Document text

━━━━━━━━

Junior G-Men of the Air is a 1942 Universal film serial starring the Dead End Kids and the Little Tough Guys. A group of youthful flying enthusiasts join the "Junior G-Men" to help break up a planned attack on the United States.

Plot
During World War II, members of The Dead End Kids, a youth gang, Billy "Ace" Holden, "Bolts" Larson, "Stick" Munsey, Ace's brother, Eddie, and "Greaseball" Plunkett are working in a salvage yard owned by Ace's father, recovering aircraft parts. While making their escape from robbing a bank, members of a fifth column organization, the "Order of the Black Dragonfly", steal the boys' wrecking truck.

When agent Don Ames from the State Bureau of Investigation, returns their truck, the gang who is distrustful of authority, especially, the "cops", refuse to give a description of the men who stole the truck. Don asks Jerry Markham, leader of the Little Tough Guys, called the "Junior G-Men" to ask Ace for help. Both boys are passionate about aircraft and flying and agree to join forces.

━━━━━━━━

Information given
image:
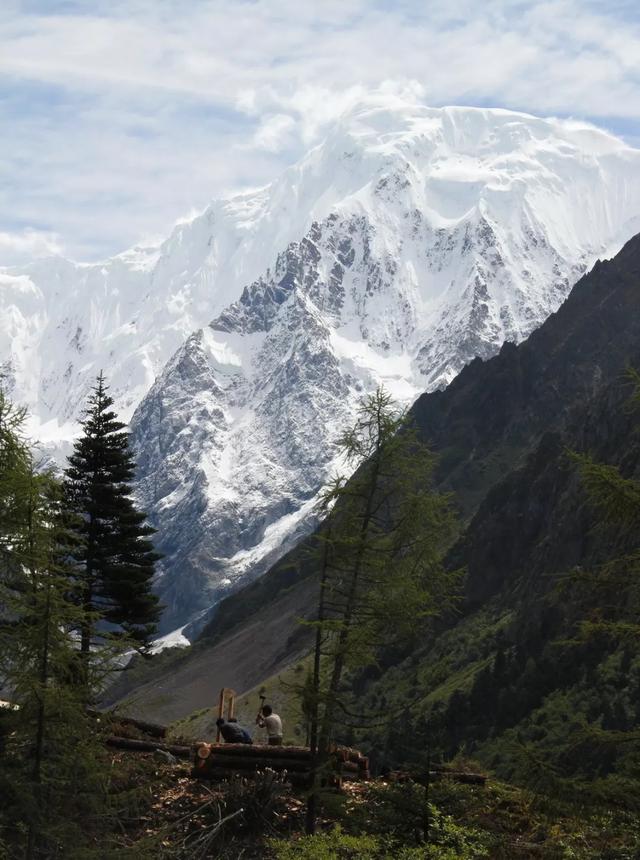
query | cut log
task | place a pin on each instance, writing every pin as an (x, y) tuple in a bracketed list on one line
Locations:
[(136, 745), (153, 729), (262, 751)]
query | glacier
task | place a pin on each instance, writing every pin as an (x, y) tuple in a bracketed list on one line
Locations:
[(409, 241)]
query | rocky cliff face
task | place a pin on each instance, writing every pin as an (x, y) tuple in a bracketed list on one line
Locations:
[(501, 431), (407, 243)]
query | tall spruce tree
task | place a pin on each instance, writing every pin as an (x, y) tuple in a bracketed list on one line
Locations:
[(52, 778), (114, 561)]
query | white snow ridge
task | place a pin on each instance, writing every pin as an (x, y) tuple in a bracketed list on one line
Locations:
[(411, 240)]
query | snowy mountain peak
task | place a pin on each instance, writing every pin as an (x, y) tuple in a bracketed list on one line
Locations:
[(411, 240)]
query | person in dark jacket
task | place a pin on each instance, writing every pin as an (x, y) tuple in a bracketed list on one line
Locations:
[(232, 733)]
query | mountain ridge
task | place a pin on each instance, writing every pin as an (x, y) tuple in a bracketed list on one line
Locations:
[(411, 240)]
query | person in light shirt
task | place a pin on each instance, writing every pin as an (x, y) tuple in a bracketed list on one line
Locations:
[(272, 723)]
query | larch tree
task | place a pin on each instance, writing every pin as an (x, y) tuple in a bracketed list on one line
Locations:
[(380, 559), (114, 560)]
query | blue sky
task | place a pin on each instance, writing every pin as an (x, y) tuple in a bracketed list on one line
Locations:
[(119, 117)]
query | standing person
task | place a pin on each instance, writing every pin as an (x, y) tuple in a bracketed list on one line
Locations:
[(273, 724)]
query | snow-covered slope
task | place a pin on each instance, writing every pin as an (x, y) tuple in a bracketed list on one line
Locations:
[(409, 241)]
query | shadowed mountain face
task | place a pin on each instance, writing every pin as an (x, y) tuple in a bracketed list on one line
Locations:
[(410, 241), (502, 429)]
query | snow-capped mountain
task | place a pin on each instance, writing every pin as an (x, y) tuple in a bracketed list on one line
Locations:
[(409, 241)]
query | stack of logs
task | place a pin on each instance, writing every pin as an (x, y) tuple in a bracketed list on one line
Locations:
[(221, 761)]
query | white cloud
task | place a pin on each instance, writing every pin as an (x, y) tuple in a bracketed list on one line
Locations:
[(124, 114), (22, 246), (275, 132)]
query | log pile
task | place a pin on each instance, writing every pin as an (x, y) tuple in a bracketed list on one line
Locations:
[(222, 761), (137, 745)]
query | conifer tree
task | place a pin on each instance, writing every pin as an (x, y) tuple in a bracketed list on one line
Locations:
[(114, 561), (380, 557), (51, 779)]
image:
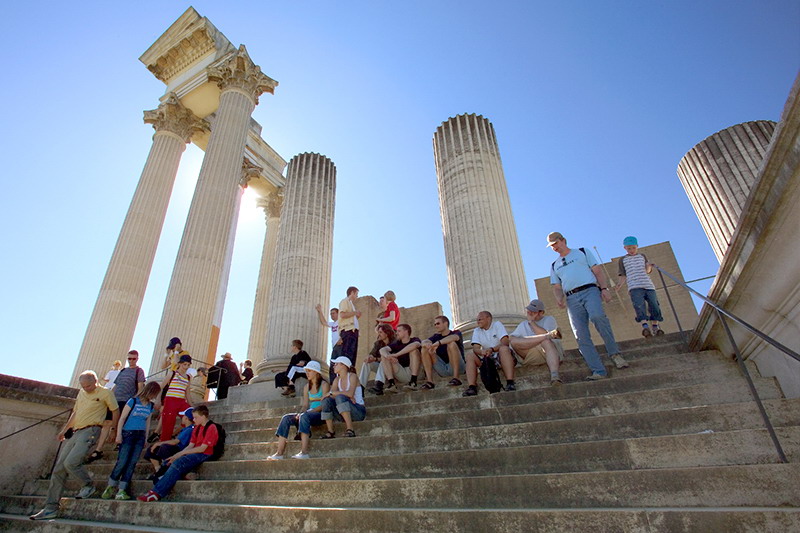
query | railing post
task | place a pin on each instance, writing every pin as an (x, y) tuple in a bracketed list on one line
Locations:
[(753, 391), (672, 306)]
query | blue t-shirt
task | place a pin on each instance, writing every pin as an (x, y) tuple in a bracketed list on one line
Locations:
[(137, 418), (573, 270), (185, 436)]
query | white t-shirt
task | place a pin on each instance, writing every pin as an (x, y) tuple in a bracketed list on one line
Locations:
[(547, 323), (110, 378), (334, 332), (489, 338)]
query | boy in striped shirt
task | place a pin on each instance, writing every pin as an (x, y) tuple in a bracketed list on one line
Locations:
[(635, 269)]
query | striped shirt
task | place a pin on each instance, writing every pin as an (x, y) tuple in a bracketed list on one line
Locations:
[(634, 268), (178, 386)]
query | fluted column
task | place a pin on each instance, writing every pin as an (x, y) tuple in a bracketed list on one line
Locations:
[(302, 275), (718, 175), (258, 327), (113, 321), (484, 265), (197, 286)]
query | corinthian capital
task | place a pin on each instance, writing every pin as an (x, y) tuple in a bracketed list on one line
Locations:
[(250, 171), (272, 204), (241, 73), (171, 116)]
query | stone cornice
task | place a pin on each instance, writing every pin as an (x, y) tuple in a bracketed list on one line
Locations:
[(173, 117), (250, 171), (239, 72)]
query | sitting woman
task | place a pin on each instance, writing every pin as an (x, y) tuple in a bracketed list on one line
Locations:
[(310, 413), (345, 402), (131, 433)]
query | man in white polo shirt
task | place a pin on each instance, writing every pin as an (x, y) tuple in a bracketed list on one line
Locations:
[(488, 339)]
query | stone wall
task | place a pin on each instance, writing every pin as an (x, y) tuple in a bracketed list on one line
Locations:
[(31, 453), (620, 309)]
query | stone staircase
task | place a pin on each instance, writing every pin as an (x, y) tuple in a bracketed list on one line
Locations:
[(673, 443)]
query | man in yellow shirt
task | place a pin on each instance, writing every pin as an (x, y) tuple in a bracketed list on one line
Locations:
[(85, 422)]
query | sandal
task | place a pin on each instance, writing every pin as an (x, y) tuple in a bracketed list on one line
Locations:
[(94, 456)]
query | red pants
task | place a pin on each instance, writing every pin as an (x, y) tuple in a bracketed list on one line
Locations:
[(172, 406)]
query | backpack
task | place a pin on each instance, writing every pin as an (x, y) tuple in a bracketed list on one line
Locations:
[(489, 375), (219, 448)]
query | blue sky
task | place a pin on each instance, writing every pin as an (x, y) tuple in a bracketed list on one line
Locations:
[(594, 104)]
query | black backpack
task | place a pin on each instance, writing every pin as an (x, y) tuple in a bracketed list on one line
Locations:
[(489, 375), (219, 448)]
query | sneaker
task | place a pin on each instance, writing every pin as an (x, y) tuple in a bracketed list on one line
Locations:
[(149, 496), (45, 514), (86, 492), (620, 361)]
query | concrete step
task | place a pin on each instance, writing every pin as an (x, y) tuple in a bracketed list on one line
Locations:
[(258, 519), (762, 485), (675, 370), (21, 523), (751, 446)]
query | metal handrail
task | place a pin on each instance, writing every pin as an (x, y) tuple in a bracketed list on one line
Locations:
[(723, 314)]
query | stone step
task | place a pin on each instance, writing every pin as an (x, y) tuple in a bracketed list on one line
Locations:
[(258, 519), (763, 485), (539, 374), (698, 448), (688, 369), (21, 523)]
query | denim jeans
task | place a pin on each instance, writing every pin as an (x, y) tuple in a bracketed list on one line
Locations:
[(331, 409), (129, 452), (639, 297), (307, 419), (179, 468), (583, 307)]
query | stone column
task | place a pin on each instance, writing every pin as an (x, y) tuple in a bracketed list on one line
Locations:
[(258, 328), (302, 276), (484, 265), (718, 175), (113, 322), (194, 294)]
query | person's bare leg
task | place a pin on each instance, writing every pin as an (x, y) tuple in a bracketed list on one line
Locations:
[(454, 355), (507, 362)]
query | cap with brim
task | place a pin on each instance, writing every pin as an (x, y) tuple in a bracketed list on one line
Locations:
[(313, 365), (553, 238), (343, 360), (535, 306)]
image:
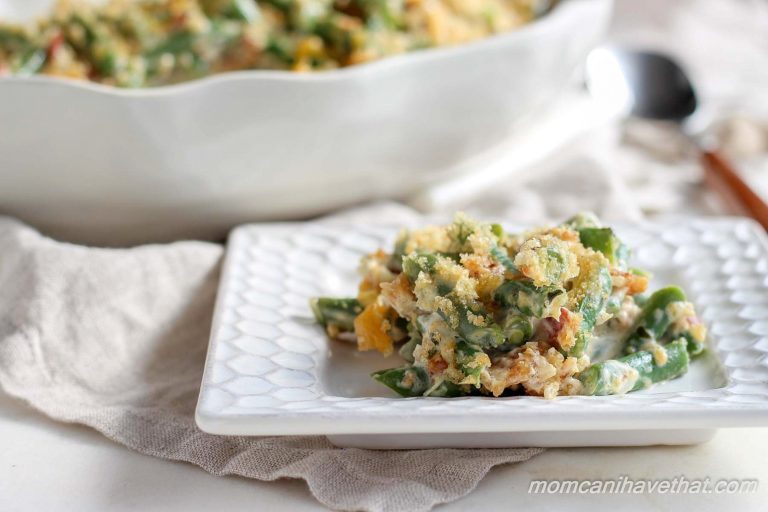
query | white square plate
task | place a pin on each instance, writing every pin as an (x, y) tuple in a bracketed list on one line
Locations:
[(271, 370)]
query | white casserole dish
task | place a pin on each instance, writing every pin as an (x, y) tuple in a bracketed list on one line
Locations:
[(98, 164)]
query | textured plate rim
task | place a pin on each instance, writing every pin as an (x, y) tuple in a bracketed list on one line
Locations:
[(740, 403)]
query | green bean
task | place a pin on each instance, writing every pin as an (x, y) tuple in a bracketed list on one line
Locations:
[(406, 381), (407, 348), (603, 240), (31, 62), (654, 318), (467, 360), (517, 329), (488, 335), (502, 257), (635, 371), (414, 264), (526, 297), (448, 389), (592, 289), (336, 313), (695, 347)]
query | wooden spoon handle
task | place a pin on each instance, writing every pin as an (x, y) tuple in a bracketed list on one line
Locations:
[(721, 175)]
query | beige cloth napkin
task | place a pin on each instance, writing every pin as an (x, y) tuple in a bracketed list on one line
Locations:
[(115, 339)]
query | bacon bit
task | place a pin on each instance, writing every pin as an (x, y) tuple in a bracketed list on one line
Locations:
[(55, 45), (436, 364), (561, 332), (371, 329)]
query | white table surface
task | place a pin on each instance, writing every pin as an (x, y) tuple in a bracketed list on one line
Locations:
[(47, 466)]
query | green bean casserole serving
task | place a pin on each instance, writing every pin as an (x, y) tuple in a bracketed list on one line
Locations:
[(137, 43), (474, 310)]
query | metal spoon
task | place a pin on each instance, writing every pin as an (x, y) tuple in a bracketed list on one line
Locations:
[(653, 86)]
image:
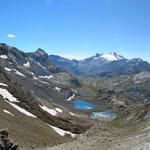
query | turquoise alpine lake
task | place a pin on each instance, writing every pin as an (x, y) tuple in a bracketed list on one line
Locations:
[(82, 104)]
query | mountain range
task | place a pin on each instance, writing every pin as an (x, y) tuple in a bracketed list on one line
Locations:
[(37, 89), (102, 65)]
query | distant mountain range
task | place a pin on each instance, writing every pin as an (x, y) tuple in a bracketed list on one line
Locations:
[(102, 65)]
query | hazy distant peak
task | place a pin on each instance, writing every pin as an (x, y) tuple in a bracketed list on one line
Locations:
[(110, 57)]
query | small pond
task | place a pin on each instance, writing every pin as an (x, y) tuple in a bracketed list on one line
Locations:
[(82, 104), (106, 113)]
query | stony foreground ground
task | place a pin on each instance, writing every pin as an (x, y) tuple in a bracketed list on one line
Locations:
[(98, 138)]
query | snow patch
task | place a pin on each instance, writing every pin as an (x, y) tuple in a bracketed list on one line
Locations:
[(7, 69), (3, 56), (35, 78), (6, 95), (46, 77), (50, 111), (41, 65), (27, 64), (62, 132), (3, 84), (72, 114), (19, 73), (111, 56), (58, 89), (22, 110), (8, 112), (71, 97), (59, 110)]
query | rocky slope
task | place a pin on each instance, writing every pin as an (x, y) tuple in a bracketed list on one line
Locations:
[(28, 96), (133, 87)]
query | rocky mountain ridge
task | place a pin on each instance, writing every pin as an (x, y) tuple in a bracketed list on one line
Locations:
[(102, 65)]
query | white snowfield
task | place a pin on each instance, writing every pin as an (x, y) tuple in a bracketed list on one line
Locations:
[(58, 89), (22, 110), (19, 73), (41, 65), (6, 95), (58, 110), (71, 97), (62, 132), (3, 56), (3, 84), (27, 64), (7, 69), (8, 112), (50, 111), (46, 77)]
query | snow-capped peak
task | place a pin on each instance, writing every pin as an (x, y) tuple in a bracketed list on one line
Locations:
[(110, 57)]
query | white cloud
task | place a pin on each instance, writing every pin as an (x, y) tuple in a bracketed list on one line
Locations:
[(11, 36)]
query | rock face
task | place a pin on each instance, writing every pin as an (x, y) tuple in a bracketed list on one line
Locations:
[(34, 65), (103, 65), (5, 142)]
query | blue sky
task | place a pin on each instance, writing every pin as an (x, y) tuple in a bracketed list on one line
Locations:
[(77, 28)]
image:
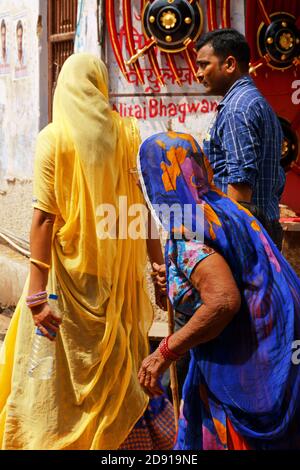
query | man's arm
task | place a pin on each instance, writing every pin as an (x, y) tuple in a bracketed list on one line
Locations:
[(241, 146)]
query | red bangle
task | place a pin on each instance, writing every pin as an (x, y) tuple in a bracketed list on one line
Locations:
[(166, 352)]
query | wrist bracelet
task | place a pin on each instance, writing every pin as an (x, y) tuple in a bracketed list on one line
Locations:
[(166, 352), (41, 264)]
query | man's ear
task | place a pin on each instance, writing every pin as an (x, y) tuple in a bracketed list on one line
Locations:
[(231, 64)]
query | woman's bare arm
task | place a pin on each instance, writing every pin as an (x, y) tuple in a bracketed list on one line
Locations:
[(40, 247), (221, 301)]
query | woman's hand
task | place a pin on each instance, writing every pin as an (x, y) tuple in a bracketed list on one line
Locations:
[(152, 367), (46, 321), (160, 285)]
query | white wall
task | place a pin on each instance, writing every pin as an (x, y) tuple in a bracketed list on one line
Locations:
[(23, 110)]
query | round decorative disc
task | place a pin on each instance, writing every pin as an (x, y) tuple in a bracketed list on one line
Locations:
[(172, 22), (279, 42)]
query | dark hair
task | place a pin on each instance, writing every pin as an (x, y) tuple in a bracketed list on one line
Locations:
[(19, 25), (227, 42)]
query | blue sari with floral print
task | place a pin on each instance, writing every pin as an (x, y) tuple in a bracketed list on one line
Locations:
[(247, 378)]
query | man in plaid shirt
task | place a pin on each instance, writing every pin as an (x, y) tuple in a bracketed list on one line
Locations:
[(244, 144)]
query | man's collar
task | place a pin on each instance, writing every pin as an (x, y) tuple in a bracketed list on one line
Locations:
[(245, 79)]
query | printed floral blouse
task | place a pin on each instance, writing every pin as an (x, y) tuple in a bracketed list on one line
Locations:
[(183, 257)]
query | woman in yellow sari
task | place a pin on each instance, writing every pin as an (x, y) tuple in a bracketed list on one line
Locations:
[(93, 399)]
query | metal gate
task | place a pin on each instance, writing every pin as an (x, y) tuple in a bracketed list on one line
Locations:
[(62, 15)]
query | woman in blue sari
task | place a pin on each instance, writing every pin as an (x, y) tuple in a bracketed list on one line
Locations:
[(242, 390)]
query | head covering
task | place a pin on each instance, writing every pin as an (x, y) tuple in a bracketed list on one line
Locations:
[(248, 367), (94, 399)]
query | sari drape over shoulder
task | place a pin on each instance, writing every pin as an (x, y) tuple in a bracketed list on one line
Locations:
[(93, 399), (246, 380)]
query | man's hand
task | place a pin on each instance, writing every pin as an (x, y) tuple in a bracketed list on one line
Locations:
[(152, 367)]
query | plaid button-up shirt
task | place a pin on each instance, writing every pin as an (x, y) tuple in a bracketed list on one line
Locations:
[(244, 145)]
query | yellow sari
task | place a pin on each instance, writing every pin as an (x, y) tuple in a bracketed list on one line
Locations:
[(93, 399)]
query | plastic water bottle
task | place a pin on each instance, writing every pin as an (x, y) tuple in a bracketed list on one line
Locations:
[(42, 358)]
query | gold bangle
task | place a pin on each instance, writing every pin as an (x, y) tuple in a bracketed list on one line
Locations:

━━━━━━━━

Exercises to complete
a - Please translate this sentence from the film serial text into Spanish: "Both boys are passionate about aircraft and flying and agree to join forces."
b - Copy the film serial text word for word from "When agent Don" to "to join forces.".

Written answers
a - Ambos chicos son apasionados de los aviones y del vuelo y acuerdan unir fuerzas.

b -
When agent Don Ames from the State Bureau of Investigation, returns their truck, the gang who is distrustful of authority, especially, the "cops", refuse to give a description of the men who stole the truck. Don asks Jerry Markham, leader of the Little Tough Guys, called the "Junior G-Men" to ask Ace for help. Both boys are passionate about aircraft and flying and agree to join forces.